▶ **QUOTED PASSAGE**
= = = = = = =
By the way, the four phases are determined in the context of rising and falling occupancy, rents, and new construction.  Thus, a property type or market in recovery evidences declining vacancy rates and no new construction, which leads to rising rents and values.  The expansion phase is marked when the market or property type occupancy rises above  the long term occupancy average, and that phase evidences continued declining vacancy and some new construction.  After occupancy peaks, and begins to decline, the market or property type enters the hypersupply phase, marked by increasing vacancy yet continued new construction.  A property type or market enters the recession phase when occupancy falls below long term averages, and yet increasing vacancy rates are met with increased completions of new properties.   The report goes on to explain the impacts on rents, rent changes, and how rental rates interact with construction feasibility at different levels of the cycle.  Simply reading the Market Cycle Monitor is a great primer on how commercial real estate markets work.
= = = = = = =
▶ **DATA LINES**
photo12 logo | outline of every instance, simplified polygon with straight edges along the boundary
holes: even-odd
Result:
= = = = = = =
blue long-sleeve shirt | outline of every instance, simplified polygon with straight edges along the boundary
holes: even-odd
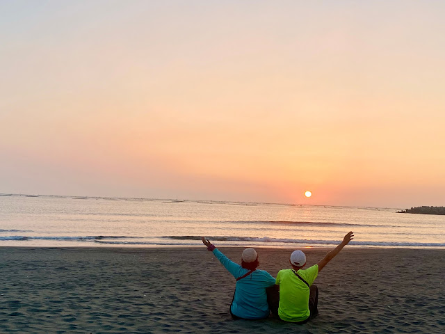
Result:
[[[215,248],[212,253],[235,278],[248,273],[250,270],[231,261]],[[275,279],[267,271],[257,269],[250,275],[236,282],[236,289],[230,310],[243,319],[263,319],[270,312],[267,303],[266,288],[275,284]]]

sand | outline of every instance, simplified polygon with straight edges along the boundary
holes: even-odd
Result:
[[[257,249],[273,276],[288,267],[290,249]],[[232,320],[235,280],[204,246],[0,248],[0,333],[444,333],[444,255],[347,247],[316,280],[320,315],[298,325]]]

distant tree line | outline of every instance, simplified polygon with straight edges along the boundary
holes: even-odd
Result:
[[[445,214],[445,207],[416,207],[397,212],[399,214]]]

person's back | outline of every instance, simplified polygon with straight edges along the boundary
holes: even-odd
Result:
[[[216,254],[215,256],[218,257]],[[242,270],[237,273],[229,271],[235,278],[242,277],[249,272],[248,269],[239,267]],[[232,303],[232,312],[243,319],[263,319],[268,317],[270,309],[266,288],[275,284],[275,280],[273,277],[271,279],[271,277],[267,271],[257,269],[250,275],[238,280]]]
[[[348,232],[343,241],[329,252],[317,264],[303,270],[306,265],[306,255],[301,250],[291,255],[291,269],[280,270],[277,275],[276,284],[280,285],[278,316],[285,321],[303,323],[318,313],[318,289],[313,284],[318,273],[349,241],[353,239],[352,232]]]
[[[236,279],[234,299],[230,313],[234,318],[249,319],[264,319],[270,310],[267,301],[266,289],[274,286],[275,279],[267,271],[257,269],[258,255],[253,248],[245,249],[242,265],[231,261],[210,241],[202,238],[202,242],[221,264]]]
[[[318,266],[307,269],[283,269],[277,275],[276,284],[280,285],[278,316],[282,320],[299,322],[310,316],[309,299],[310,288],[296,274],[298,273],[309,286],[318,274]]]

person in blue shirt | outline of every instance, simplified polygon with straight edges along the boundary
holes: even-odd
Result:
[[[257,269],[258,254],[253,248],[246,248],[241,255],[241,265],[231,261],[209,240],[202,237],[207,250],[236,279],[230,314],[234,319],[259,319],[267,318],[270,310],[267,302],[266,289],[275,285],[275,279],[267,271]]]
= = = = = = =
▶ **COMPLETE THE FOLLOWING**
#1 Answer from the market cycle passage:
(a) What two conditions does a market in recovery show?
(b) When does a market or property type enter the expansion phase?
(c) What combination marks the hypersupply phase?
#2 Please rewrite everything in the listing from the line containing "distant tree line" down to the line containing "[[[445,214],[445,207],[416,207],[397,212],[399,214]]]" as a numbered list, including both of those lines and leaving out blank lines.
The text and the listing come from unrelated sources.

▶ **COMPLETE ANSWERS**
#1
(a) Declining vacancy rates and no new construction.
(b) When its occupancy rises above the long-term occupancy average.
(c) Increasing vacancy yet continued new construction.

#2
1. distant tree line | outline of every instance, simplified polygon with straight edges along the boundary
2. holes: even-odd
3. Result:
4. [[[445,214],[445,207],[416,207],[397,212],[399,214]]]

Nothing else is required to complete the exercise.